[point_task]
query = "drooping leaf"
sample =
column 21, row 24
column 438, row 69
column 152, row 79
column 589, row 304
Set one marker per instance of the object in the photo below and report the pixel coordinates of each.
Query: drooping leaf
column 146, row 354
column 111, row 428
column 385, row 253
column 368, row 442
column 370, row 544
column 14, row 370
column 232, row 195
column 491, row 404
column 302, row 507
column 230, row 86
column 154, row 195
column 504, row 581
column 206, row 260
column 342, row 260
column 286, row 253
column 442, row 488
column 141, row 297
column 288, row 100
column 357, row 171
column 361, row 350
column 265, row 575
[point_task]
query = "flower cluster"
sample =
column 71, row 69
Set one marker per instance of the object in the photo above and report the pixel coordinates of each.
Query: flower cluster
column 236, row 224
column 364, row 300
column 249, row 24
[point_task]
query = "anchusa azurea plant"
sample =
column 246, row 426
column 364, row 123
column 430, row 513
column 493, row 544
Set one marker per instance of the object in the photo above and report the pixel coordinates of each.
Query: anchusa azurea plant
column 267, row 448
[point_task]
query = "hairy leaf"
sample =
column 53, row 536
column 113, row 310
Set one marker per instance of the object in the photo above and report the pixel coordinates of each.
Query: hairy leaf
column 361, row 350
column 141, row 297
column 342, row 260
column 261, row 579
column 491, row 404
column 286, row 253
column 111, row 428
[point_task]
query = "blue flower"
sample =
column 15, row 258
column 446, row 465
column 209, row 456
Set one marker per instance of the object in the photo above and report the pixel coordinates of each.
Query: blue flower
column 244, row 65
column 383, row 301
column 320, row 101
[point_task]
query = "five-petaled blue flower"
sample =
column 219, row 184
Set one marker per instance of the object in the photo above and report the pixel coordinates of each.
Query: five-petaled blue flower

______________________________

■ Problem requirements:
Could you reproduce every record above exactly as it appears?

■ Exercise response:
[point_task]
query = "drooping leaf"
sample =
column 21, row 24
column 438, row 69
column 152, row 79
column 589, row 304
Set one marker per instance of the object in the photo below and report the pixel coordinates of each.
Query: drooping leaf
column 146, row 354
column 111, row 428
column 385, row 253
column 368, row 442
column 370, row 544
column 14, row 370
column 232, row 195
column 491, row 404
column 302, row 507
column 230, row 86
column 154, row 195
column 504, row 581
column 206, row 260
column 342, row 260
column 286, row 253
column 442, row 488
column 141, row 297
column 288, row 100
column 357, row 171
column 361, row 350
column 265, row 575
[point_task]
query = "flower cluster"
sample =
column 71, row 69
Set one marker per instance of the object in the photo above and report the pixel coordinates of each.
Query: flower cluster
column 236, row 224
column 364, row 300
column 249, row 24
[point_task]
query = "anchusa azurea plant"
sample =
column 246, row 426
column 364, row 123
column 430, row 513
column 493, row 544
Set one marker per instance of the object in the photo above and report the pixel coordinates of each.
Query: anchusa azurea plant
column 267, row 448
[point_task]
query = "hairy leaf"
sample =
column 53, row 536
column 113, row 310
Set one marker per instance of the object in the photo above and report the pixel coordinates of each.
Query: hairy leaf
column 361, row 350
column 141, row 297
column 342, row 260
column 261, row 579
column 491, row 404
column 286, row 253
column 111, row 428
[point_task]
query = "blue flower"
sample =
column 15, row 258
column 446, row 465
column 209, row 456
Set one marker per instance of the object in the photo above and report the pixel coordinates of each.
Query: blue flower
column 244, row 65
column 383, row 301
column 320, row 101
[point_task]
query = "five-petaled blue flower"
sample =
column 219, row 184
Set one marker per instance of the object in the photo above and report the pixel coordinates of each.
Query: five-petaled blue flower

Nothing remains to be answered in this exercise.